(Description of the task):
Beginning with the line below that contains "Please drop a marker on the sleeve" and ending with the line that contains "Please drop a marker on the elderly", copy every line exactly. Copy nothing else.

(Stored data entries)
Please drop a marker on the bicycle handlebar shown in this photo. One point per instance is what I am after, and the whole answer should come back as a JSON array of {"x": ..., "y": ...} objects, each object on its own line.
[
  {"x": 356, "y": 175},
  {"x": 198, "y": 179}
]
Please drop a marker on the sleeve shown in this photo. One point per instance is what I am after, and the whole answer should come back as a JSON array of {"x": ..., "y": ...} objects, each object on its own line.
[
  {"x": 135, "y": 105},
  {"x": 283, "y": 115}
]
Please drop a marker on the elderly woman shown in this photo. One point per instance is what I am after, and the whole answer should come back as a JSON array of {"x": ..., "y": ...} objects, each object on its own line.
--
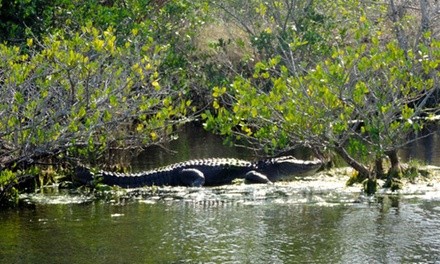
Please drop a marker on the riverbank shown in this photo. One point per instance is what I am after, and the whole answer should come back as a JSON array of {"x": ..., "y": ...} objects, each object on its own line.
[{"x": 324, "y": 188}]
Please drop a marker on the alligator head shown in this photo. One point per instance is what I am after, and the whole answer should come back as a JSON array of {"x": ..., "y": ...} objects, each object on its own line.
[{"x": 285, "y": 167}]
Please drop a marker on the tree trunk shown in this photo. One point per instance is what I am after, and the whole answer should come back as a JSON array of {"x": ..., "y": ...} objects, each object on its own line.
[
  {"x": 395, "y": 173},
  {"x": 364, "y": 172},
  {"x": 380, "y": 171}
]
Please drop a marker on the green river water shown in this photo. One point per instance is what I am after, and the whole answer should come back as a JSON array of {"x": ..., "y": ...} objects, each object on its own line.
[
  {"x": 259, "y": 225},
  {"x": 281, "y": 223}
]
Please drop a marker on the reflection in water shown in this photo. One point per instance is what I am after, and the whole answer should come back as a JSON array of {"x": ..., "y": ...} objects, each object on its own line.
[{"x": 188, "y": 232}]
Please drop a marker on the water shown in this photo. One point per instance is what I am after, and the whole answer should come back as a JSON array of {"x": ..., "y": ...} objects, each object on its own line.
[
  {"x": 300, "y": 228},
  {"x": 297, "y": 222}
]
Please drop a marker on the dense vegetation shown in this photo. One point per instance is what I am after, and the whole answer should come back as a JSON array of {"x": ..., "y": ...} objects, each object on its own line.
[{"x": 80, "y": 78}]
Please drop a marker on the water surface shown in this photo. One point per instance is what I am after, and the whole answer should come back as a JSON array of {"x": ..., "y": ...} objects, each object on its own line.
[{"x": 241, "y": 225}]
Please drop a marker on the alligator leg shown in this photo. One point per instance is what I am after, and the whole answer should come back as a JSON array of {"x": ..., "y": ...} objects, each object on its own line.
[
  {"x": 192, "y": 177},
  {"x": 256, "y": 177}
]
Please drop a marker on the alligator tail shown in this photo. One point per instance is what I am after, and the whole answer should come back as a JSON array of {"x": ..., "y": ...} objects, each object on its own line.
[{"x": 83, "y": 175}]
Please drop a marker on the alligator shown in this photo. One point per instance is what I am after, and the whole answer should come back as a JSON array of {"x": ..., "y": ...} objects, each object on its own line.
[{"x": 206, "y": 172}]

(Exercise result):
Please drop a marker on the sleeve shown in this photo. One point per instance is what I am after, and the whole answer should come back as a JSON array of {"x": ..., "y": ...} objects, each object on its own line.
[
  {"x": 135, "y": 105},
  {"x": 283, "y": 115}
]
Please drop a marker on the elderly woman shown in this photo. One point per instance is what I am after, and the whole answer should come back as a JSON array of {"x": ..., "y": ...} objects, each object on its own line.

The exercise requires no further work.